_Exercise requirements_
Find each line in the records below that contains the word "white" and copy it out. Case counts.
-- start --
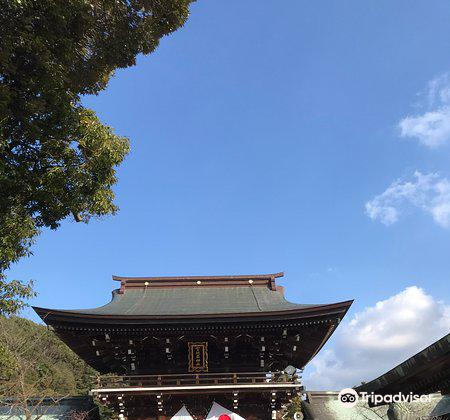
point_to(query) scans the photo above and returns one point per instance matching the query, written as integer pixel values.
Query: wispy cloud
(429, 193)
(432, 126)
(378, 338)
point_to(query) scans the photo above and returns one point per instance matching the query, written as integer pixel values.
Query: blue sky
(260, 133)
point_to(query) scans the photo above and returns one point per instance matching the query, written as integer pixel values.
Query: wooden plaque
(198, 356)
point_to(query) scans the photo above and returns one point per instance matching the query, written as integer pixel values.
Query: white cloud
(379, 338)
(432, 127)
(430, 193)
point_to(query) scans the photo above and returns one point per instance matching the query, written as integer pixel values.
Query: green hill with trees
(35, 362)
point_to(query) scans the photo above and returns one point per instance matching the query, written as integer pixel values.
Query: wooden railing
(193, 379)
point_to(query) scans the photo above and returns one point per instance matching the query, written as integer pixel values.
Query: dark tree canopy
(56, 158)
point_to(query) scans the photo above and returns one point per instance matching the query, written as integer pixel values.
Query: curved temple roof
(186, 297)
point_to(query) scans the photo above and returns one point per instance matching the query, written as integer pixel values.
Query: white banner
(218, 412)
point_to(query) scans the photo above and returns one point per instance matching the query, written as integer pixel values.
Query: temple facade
(167, 342)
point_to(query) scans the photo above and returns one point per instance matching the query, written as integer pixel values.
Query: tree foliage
(56, 158)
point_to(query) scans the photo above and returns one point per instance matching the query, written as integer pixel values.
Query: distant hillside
(33, 358)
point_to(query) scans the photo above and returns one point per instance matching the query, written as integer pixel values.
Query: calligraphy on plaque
(198, 356)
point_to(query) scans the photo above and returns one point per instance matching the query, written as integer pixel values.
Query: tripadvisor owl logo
(348, 397)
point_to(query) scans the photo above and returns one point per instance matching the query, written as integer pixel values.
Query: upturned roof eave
(339, 308)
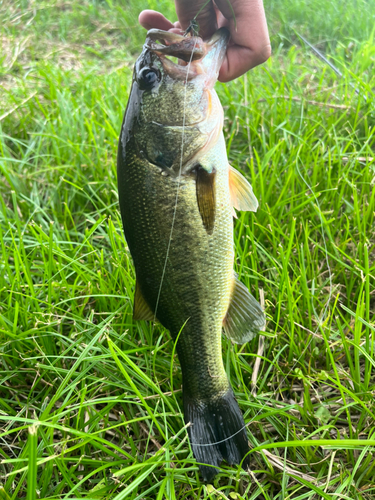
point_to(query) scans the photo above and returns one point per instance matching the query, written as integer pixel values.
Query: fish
(177, 195)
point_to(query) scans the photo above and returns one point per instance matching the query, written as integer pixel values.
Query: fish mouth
(194, 55)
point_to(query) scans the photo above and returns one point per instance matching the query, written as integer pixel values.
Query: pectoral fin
(244, 318)
(241, 192)
(141, 309)
(206, 197)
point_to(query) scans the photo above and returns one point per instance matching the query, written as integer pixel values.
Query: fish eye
(147, 78)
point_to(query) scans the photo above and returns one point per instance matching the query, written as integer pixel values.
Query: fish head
(172, 97)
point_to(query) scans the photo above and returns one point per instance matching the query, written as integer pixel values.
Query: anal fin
(141, 310)
(245, 317)
(241, 192)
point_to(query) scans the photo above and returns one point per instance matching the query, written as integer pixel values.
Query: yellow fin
(245, 317)
(241, 192)
(141, 309)
(206, 197)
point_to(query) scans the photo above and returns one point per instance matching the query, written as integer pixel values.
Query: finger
(187, 10)
(150, 19)
(250, 40)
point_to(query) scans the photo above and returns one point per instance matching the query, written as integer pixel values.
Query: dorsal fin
(141, 310)
(245, 317)
(206, 197)
(241, 192)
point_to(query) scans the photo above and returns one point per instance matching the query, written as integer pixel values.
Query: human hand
(249, 44)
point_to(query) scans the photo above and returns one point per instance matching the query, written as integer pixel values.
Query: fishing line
(178, 182)
(320, 320)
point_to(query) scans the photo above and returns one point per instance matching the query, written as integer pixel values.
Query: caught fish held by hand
(177, 193)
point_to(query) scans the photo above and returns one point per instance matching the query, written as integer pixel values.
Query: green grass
(87, 405)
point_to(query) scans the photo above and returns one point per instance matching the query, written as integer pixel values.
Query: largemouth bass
(177, 193)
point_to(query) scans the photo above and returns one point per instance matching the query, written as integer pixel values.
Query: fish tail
(217, 432)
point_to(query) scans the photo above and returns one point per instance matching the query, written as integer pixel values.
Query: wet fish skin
(175, 124)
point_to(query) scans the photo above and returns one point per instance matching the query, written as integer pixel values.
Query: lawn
(90, 402)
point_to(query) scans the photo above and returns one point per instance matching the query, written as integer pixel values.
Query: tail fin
(217, 432)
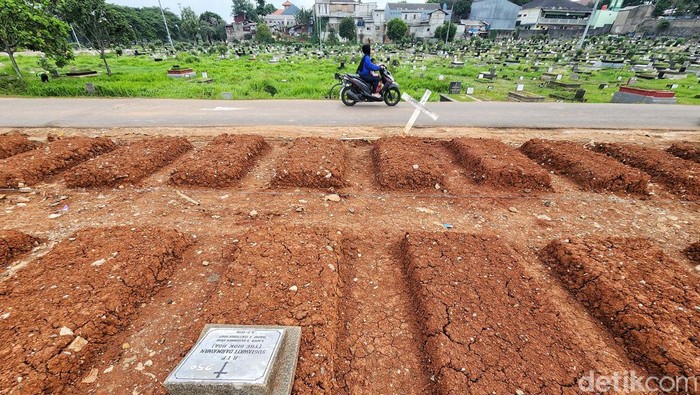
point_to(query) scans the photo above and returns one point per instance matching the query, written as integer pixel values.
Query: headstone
-- end --
_Response to this exercise_
Query: white cloud
Query: white banner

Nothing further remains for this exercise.